(Input data Opens)

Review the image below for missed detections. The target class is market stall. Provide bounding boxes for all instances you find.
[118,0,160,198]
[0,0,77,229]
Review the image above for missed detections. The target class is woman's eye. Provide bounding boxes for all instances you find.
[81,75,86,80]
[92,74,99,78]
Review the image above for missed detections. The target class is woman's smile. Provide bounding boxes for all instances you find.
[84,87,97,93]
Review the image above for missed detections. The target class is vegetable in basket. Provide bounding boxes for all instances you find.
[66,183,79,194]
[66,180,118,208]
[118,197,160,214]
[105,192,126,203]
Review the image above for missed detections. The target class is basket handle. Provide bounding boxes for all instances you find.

(Input data Closes)
(Input data Opens)

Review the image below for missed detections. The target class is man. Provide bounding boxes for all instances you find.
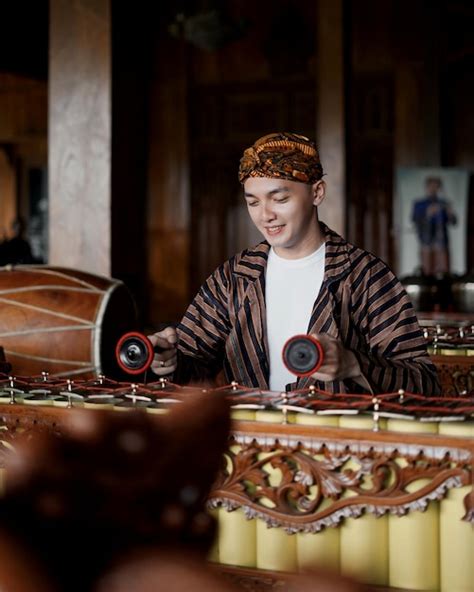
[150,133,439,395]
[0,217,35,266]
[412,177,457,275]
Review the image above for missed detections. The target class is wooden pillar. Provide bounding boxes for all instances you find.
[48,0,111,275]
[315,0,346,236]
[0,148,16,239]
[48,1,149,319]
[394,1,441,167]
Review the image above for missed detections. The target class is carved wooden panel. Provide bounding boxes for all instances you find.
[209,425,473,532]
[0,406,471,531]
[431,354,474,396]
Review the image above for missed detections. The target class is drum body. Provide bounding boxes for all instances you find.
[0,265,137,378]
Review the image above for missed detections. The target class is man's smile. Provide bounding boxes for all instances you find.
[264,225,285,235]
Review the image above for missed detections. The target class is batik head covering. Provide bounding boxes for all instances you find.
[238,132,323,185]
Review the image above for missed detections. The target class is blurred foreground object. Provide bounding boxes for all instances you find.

(Input data Closes)
(Input data Opens)

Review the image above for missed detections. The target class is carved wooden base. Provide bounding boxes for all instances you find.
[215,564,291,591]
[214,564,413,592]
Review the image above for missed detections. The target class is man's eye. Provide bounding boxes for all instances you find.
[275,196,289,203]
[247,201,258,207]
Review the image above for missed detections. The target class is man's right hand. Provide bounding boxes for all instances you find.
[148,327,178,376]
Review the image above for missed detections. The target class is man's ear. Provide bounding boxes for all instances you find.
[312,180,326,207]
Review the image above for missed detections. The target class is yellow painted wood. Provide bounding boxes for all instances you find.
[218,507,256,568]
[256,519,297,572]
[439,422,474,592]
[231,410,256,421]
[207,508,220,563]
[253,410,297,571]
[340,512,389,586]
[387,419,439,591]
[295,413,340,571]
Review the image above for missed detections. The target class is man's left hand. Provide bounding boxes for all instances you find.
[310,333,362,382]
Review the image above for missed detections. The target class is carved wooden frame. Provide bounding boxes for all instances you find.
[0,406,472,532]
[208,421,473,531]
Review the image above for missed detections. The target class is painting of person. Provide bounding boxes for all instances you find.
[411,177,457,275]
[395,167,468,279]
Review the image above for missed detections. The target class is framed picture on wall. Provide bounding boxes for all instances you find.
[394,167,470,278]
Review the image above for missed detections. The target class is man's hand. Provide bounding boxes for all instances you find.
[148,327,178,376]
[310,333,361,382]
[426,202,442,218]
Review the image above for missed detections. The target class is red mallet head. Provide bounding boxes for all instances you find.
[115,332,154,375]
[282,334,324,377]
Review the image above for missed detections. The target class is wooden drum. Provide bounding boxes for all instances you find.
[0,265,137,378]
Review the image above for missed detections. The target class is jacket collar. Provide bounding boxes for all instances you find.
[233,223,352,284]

(Input data Closes)

* [Work item]: In the listing above, transcribe exactly everything from the line containing "class is batik" down to the line containing "class is blurred", including both and nothing more.

* [Solution below]:
Review the image above for missed detections. The target class is batik head covering. Provide bounding boxes for all instances you find.
[238,132,323,185]
Review the image above for missed detections. The target class is blurred foreground object. Provide bounding boxes for all instances you find.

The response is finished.